_RECORDS TO USE_:
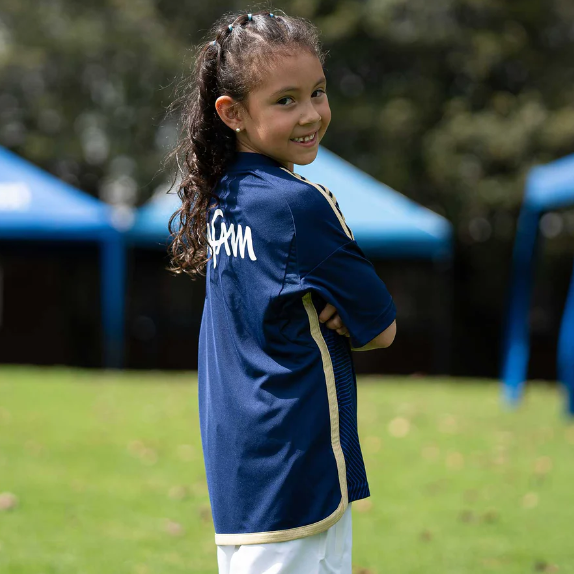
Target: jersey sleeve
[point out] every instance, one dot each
(331, 263)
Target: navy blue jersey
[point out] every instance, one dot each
(277, 388)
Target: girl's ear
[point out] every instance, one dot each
(228, 110)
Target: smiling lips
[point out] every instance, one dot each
(308, 140)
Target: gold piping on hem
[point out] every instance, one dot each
(339, 214)
(322, 525)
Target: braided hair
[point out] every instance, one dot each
(231, 62)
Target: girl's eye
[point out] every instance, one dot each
(321, 91)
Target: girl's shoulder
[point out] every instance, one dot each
(311, 204)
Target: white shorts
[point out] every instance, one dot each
(328, 552)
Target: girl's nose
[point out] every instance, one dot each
(310, 115)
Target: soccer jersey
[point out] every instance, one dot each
(277, 388)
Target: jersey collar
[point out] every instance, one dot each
(249, 160)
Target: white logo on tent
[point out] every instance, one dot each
(14, 196)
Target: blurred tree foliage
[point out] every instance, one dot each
(449, 101)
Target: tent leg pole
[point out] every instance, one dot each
(443, 314)
(516, 347)
(113, 300)
(566, 350)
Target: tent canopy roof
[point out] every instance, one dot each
(551, 186)
(385, 223)
(35, 203)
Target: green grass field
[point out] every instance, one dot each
(108, 474)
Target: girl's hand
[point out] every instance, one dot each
(331, 318)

_TASK TO COMPLETE_:
Give back exactly the lines from the line containing "Target: blurred tree foliage" to the end of the entries, and no other lines.

_OUTPUT_:
Target: blurred tree foliage
[point out] every instance, one dot each
(449, 101)
Target: tent leg pole
[point out] every instance, one dot each
(443, 314)
(516, 347)
(113, 300)
(566, 350)
Target: tent canopy roof
[point out] every instance, one dot each
(551, 186)
(385, 223)
(35, 203)
Target: green grass field
[point out] every instance, one dot each
(108, 474)
Target: girl's hand
[point out] every instance, one dot each
(331, 318)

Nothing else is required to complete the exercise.